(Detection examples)

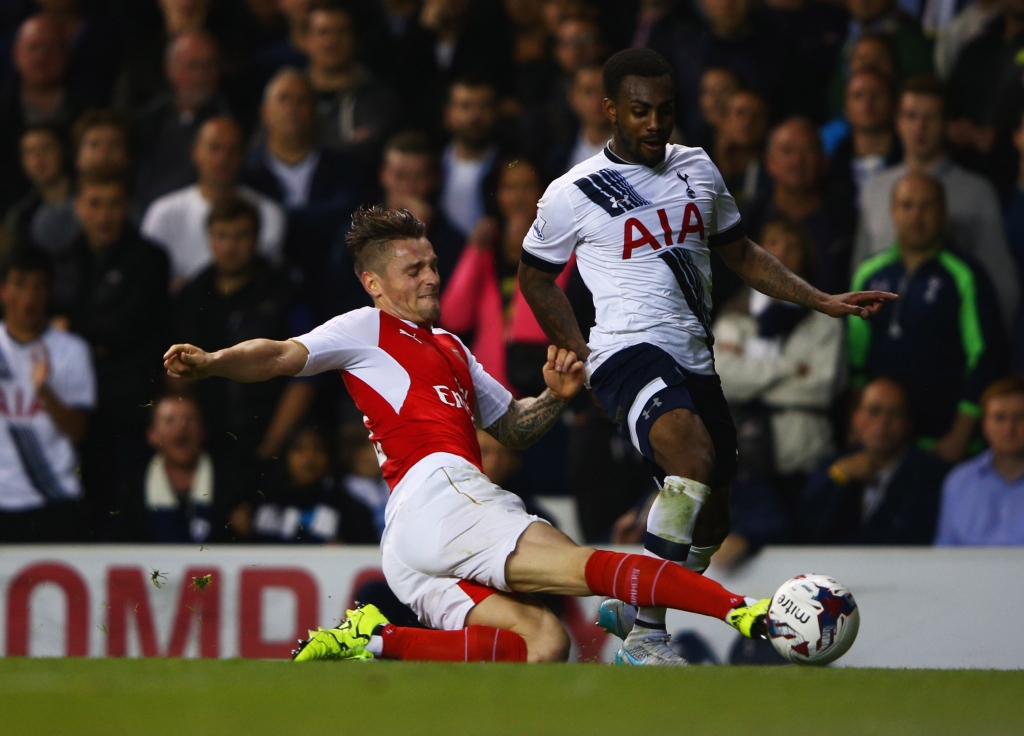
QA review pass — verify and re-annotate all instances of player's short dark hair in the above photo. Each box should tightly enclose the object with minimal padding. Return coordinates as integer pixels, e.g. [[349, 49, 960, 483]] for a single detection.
[[603, 48, 672, 99], [899, 75, 946, 118], [0, 243, 53, 284], [384, 130, 437, 157], [75, 167, 131, 197], [71, 107, 128, 153], [206, 197, 260, 234], [345, 205, 427, 276], [981, 376, 1024, 412]]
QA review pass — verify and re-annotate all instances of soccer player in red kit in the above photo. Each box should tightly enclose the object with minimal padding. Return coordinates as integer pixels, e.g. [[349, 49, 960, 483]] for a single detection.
[[164, 207, 767, 661]]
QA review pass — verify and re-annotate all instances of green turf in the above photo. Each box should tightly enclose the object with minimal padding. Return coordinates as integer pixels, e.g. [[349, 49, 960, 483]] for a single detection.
[[0, 659, 1024, 736]]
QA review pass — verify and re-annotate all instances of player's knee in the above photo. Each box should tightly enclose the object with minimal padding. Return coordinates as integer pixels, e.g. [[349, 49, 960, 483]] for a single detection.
[[523, 610, 571, 662]]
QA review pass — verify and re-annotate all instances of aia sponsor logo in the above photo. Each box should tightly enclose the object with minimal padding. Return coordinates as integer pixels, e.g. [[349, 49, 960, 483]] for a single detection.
[[623, 202, 706, 261]]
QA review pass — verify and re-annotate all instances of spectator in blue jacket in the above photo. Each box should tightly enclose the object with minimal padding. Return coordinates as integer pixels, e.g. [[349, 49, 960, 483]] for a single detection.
[[935, 376, 1024, 547], [242, 68, 361, 316], [800, 378, 946, 545], [847, 173, 1005, 465]]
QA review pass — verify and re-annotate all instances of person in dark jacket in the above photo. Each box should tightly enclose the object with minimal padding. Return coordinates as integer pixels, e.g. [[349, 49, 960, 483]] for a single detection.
[[174, 198, 314, 463], [252, 426, 380, 545], [800, 378, 947, 545], [847, 173, 1006, 464], [242, 68, 364, 318]]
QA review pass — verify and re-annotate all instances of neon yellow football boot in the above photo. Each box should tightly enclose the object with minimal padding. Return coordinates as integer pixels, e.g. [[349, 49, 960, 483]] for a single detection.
[[725, 598, 771, 639], [292, 603, 388, 662]]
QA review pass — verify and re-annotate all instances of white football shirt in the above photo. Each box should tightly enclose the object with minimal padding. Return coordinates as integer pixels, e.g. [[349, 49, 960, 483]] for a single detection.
[[0, 322, 96, 512], [522, 144, 743, 377]]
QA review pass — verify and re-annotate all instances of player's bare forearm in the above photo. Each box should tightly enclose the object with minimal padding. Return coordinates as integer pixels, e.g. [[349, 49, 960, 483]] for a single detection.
[[717, 235, 898, 319], [519, 263, 590, 360], [164, 339, 308, 383], [719, 237, 825, 309], [483, 389, 566, 449]]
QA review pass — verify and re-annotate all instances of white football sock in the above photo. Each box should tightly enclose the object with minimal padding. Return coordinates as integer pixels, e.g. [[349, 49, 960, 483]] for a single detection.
[[686, 545, 722, 575], [636, 475, 711, 629]]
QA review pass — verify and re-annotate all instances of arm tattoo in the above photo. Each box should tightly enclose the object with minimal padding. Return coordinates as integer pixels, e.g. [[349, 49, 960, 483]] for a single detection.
[[483, 389, 565, 449], [519, 269, 590, 360], [740, 244, 821, 308]]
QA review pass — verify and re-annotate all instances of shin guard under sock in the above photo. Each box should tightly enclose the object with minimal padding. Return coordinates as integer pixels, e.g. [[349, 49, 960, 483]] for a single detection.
[[586, 550, 743, 620], [376, 623, 526, 662], [637, 475, 711, 629]]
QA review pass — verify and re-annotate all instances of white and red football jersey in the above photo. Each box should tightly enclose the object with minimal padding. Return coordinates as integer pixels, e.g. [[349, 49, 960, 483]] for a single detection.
[[295, 307, 512, 490]]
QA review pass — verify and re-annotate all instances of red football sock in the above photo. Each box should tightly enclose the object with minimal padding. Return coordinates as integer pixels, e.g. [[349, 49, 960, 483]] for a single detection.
[[586, 550, 743, 619], [381, 623, 526, 662]]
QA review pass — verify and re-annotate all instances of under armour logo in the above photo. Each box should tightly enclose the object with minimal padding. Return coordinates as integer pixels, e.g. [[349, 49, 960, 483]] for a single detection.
[[676, 171, 697, 200], [643, 396, 662, 420]]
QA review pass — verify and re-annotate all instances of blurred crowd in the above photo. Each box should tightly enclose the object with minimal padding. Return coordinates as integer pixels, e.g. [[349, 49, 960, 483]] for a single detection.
[[0, 0, 1024, 552]]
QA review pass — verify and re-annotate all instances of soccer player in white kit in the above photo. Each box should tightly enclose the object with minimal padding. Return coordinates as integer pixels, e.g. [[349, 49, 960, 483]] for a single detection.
[[164, 207, 767, 663], [519, 49, 896, 664]]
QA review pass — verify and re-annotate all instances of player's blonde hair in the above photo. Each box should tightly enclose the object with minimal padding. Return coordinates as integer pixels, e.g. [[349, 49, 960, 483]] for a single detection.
[[345, 205, 427, 276]]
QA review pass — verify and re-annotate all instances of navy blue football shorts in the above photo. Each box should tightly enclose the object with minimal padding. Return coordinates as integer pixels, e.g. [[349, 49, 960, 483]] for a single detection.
[[590, 343, 736, 487]]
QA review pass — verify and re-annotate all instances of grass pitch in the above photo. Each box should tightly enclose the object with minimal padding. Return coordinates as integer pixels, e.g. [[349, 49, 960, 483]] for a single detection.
[[0, 659, 1024, 736]]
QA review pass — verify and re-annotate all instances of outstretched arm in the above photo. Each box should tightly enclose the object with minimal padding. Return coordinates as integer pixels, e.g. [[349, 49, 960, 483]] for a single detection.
[[164, 340, 309, 383], [483, 345, 584, 449], [717, 236, 897, 319], [519, 262, 590, 360]]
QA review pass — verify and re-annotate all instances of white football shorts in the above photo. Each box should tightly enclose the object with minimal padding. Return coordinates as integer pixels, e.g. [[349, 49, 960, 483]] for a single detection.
[[381, 461, 543, 631]]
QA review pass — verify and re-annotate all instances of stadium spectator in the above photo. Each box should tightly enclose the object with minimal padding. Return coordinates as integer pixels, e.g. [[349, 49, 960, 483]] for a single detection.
[[376, 130, 466, 284], [252, 426, 380, 545], [140, 394, 237, 545], [946, 0, 1024, 191], [1004, 108, 1024, 302], [935, 377, 1024, 547], [0, 13, 85, 210], [71, 109, 131, 174], [53, 172, 170, 538], [406, 0, 512, 132], [848, 173, 1002, 464], [4, 126, 78, 254], [242, 69, 362, 316], [341, 424, 391, 543], [830, 0, 932, 113], [691, 67, 742, 148], [503, 0, 559, 115], [522, 17, 603, 151], [854, 78, 1020, 324], [935, 0, 1001, 80], [714, 220, 843, 483], [35, 0, 123, 104], [764, 0, 850, 120], [800, 378, 946, 545], [743, 118, 854, 294], [545, 67, 611, 177], [173, 198, 315, 464], [142, 117, 286, 291], [135, 30, 228, 212], [0, 246, 96, 543], [712, 89, 771, 209], [439, 159, 574, 396], [825, 71, 903, 208], [668, 0, 802, 146], [306, 4, 399, 171], [439, 80, 498, 237]]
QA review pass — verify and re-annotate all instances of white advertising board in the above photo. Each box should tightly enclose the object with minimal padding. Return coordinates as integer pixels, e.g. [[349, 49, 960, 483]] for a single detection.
[[0, 546, 1024, 668]]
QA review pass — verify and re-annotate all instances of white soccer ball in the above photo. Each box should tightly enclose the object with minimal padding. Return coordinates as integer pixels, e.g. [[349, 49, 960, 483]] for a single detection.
[[767, 574, 860, 664]]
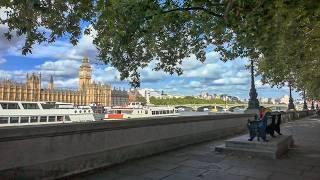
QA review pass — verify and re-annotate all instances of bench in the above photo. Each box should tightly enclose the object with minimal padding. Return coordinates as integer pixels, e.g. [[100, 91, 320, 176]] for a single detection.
[[247, 112, 282, 142]]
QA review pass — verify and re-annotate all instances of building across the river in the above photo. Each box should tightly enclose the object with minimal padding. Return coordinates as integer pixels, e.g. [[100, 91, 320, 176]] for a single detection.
[[0, 57, 128, 106]]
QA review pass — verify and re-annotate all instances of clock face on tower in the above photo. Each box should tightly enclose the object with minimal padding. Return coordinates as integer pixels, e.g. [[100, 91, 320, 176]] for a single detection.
[[79, 71, 91, 77]]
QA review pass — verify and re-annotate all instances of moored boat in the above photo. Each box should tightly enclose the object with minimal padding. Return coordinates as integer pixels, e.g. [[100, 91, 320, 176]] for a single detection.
[[0, 101, 95, 126], [105, 102, 178, 120]]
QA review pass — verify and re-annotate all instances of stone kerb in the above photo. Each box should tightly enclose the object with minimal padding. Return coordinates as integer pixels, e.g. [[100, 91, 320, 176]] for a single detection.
[[0, 114, 252, 179]]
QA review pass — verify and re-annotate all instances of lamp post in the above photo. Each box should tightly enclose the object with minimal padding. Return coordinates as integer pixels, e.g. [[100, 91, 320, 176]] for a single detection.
[[288, 82, 295, 110], [303, 90, 308, 110], [247, 60, 260, 112], [311, 100, 314, 110]]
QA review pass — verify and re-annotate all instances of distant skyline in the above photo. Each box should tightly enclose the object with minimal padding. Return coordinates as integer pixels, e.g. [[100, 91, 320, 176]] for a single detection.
[[0, 21, 301, 99]]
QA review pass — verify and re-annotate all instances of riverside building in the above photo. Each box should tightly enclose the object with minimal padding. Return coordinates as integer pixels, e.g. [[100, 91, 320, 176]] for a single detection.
[[0, 57, 128, 106]]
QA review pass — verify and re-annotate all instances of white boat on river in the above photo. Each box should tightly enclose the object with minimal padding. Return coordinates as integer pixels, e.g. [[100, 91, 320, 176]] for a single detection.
[[105, 102, 178, 120], [0, 101, 95, 127]]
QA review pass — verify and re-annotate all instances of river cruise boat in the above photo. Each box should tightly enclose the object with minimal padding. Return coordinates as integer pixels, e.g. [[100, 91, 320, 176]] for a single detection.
[[0, 101, 95, 127], [105, 102, 178, 120]]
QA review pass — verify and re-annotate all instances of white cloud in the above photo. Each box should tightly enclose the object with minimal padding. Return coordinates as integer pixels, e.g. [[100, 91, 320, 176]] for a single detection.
[[0, 57, 7, 64]]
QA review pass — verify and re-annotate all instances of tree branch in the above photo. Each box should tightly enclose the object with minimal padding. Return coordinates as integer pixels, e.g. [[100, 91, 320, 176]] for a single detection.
[[161, 7, 223, 18]]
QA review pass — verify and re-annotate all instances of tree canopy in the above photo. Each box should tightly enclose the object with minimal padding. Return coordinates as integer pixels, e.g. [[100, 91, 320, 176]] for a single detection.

### What is being asked
Lay out the material as a Markdown table with two columns, Row and Line. Start at the line that contains "player in white" and stop after the line that contains "[[164, 207, 767, 663], [519, 49, 896, 664]]", numbering each line and leaving out any blank lines.

### Solution to this exercise
| Row | Line |
|---|---|
| 1 | QA review pass — verify and re-annotate all instances of soccer player in white kit in the above photo. Each box should tightly enclose the object with minimal padding. Return coordinates as integer pixels, e.g. [[349, 49, 960, 483]] for a single detection. |
| 2 | [[164, 207, 767, 663], [519, 49, 896, 664]] |